Discussion and Conclusion
Similar results are obtained for another database of 7-day/24-hour ABPM records contributed by citizens of Tosa City, Japan. Details of this data set and results obtained on their basis have been summarized elsewhere [9]. Among its 371 records, only 5 were shorter than 5 days or had otherwise insufficient data to obtain a reliable estimate of the DNR; there were 7, 20, and 339 records covering 5, 6, and 7 (or longer) days, respectively. The percentage agreement for the classification in terms of dipping averaged (mean ± SE) 59.05 ± 1.25% and 61.08 ± 1.23% for SBP and DBP, respectively. Individual ranges of the daily DNR over the weekly records exceeded 20%, namely averaging (mean ± SE) 22.45 ± 0.45% and 24.16 ± 0.48% for SBP and DBP, respectively. The fact that similar results are found in two countries on two different continents, representing two different ethnic populations attests to the generality of the limitations of the dipping classification derived from 24-hour ABPM records.

=== PROMPT A ===
Summarize the discussion passage in two sentences.
=== PROMPT B ===
Answer these questions from the discussion passage:
(i) How many of the Tosa City records covered 7 or more days?
(ii) What was the mean percentage agreement for the dipping classification for DBP?
(iii) What was the average individual range of the daily DNR for SBP?

=== DATA EXTRACTS ===
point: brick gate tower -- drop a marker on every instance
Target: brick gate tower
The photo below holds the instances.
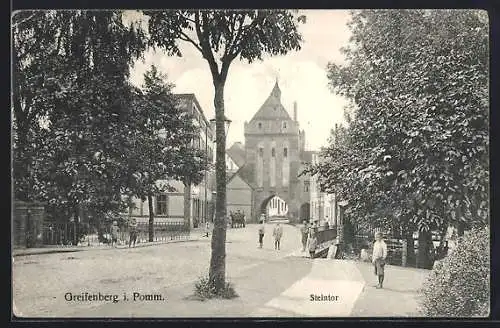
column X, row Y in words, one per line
column 274, row 155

=== RESULT A ===
A database of 371 seven-day/24-hour ABPM records from citizens of Tosa City, Japan, gave similar results: percentage agreement for dipping classification averaged 59.05% for SBP and 61.08% for DBP, and individual ranges of the daily DNR over the weekly records exceeded 20%. Because similar results appear in two countries on two continents, representing two different ethnic populations, the limitations of the dipping classification derived from 24-hour ABPM records are general.

=== RESULT B ===
(i) 339
(ii) 61.08 ± 1.23%
(iii) 22.45 ± 0.45%